Stored records
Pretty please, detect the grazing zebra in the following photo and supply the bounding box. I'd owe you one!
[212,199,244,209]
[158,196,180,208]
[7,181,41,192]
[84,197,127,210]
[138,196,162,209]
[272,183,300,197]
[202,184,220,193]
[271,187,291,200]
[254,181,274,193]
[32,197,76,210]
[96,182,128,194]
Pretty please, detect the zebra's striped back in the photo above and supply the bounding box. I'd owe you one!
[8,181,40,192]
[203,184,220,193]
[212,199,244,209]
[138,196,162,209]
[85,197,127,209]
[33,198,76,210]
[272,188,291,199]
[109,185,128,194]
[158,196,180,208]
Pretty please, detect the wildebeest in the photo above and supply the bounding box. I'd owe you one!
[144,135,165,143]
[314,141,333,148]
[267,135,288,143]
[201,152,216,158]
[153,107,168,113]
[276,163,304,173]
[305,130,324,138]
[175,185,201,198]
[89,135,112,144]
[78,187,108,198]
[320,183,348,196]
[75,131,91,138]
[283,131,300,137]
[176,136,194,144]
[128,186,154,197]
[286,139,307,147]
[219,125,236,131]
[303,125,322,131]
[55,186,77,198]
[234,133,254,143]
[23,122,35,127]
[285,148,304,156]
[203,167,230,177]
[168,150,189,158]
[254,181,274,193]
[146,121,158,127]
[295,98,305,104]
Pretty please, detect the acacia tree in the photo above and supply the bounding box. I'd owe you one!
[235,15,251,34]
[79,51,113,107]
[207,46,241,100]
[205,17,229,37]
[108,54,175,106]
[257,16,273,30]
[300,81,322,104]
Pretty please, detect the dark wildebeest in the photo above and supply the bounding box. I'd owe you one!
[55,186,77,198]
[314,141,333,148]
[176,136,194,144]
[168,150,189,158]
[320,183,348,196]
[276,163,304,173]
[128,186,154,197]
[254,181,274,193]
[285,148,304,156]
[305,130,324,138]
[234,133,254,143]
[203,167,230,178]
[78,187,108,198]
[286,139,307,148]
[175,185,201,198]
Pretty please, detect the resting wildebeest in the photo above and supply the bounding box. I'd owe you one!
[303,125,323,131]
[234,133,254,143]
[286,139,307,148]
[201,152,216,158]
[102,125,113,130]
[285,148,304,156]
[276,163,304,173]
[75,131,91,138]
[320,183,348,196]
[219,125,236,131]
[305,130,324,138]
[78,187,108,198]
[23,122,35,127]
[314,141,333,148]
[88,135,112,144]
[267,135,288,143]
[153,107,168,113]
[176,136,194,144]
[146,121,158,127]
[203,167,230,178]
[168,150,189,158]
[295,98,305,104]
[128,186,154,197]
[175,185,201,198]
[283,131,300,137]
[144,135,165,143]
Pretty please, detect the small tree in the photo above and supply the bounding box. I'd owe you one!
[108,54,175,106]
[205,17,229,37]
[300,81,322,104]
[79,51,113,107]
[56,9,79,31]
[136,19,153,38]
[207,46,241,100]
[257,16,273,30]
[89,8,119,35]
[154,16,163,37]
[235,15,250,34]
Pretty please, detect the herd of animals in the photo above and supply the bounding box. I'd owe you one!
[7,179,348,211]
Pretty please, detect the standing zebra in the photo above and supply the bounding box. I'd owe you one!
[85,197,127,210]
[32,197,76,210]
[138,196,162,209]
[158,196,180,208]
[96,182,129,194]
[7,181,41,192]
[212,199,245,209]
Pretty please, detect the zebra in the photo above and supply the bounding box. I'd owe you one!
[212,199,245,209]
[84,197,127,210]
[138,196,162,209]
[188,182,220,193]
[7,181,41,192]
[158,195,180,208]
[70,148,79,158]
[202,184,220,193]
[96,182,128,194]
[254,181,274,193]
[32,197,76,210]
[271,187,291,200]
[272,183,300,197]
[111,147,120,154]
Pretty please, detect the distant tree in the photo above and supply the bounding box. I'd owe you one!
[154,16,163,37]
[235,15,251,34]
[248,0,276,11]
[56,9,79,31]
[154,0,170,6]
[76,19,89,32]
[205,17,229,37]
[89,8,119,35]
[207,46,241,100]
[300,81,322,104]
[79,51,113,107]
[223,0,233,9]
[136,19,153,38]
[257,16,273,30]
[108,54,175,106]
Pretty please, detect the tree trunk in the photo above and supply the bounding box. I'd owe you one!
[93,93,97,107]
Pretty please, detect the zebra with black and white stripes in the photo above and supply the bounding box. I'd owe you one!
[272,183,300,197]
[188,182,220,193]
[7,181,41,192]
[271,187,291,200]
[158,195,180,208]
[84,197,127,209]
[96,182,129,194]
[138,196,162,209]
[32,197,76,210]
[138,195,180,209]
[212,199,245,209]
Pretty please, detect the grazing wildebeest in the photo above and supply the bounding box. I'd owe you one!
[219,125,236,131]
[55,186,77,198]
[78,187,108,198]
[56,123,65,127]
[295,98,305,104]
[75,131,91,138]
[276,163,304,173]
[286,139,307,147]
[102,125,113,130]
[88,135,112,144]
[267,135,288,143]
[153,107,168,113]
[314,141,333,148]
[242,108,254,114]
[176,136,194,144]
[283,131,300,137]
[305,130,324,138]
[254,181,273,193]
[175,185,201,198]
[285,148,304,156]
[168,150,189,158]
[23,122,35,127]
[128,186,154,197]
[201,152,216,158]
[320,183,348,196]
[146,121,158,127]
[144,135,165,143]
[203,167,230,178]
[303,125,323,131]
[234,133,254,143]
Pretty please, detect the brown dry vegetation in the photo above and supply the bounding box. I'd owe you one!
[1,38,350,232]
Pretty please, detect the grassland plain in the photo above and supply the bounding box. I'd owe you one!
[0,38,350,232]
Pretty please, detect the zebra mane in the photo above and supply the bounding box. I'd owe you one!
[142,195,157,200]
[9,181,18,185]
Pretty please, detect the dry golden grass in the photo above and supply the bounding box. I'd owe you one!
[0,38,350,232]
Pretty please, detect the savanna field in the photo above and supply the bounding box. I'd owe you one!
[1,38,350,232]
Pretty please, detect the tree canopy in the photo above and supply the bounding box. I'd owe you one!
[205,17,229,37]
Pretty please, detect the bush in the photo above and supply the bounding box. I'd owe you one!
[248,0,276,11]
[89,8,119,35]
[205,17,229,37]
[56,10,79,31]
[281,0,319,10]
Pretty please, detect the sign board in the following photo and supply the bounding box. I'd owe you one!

==

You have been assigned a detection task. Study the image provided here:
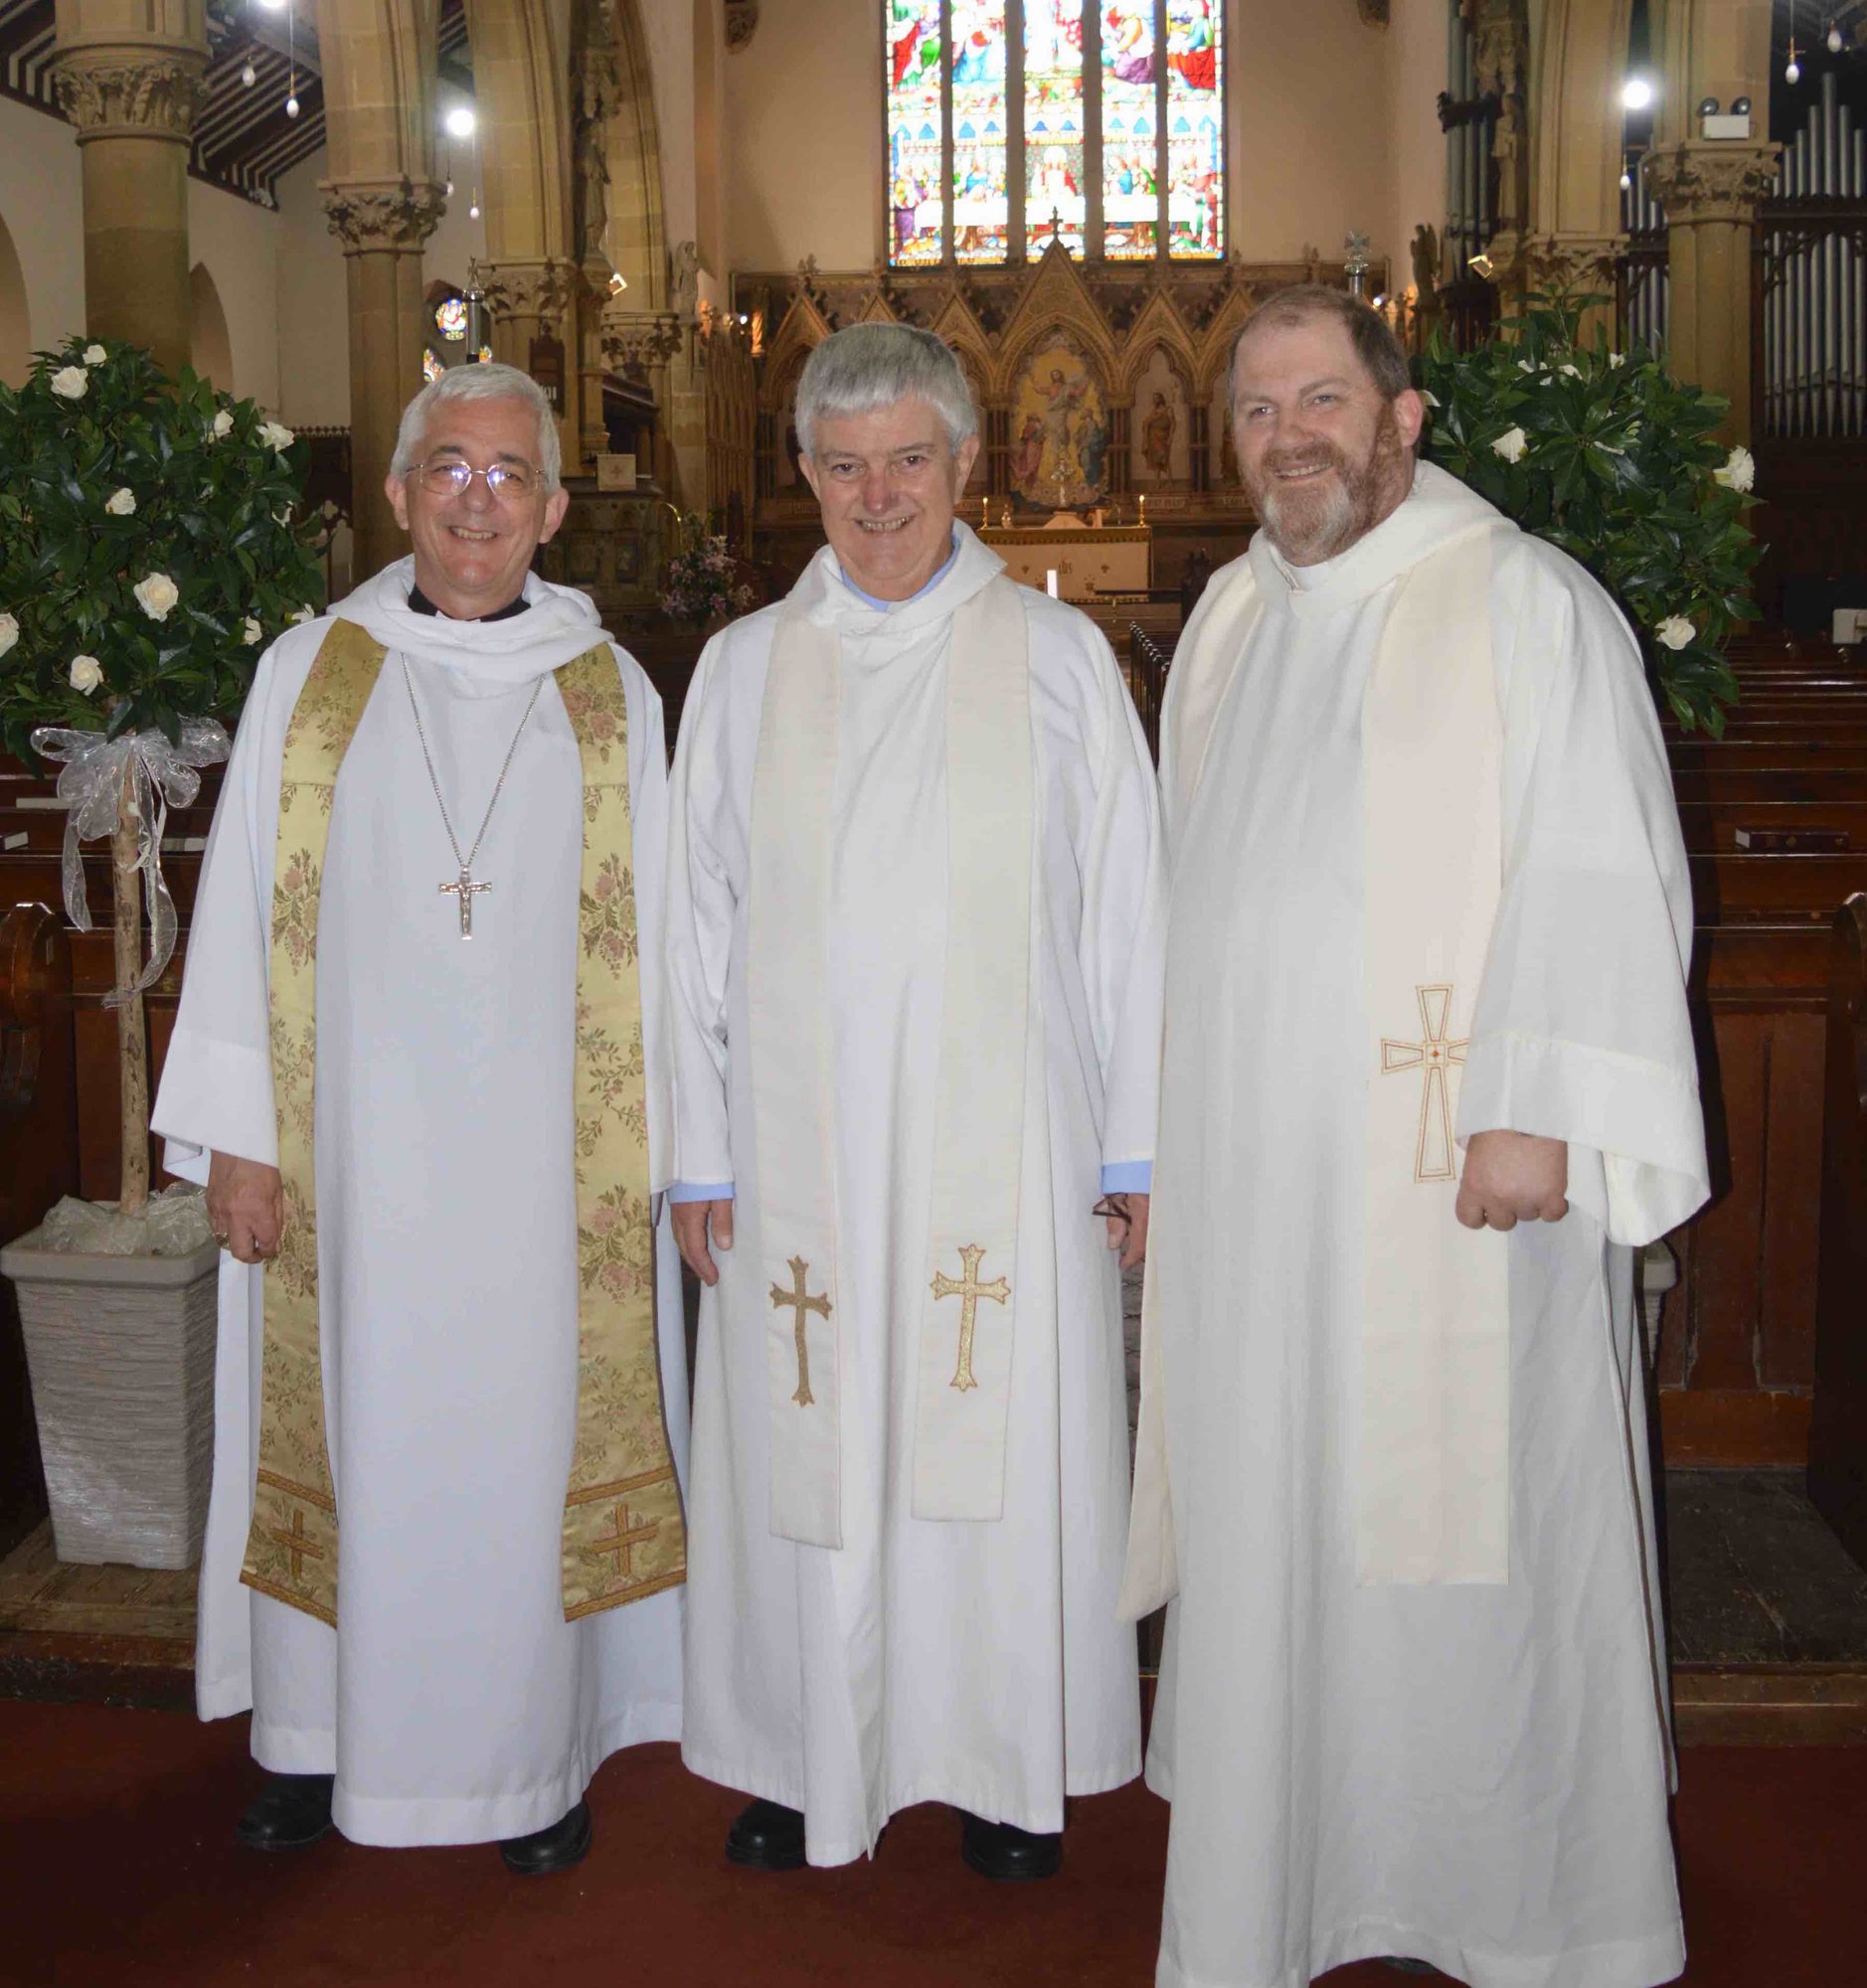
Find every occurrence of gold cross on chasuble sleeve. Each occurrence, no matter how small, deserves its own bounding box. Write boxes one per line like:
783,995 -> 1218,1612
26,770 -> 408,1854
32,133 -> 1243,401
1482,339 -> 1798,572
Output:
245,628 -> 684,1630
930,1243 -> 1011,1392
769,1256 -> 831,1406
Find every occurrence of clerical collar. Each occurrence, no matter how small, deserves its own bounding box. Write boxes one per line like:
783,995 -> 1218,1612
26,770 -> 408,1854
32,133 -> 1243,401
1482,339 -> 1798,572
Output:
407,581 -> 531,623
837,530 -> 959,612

## ASSIGNMENT
Some lines above hold the word "Each". Copy all of them.

## TASK OUTPUT
Find every occurrence of gold cross on chasuble sleeve. Each occurrence, no matter how small, deserves its own bounding box. Write boxes one per line like:
Find every occurrence of clerical collar. Each occurrence, no matter how small, deserves its own bounding box. Write boxes one per line like:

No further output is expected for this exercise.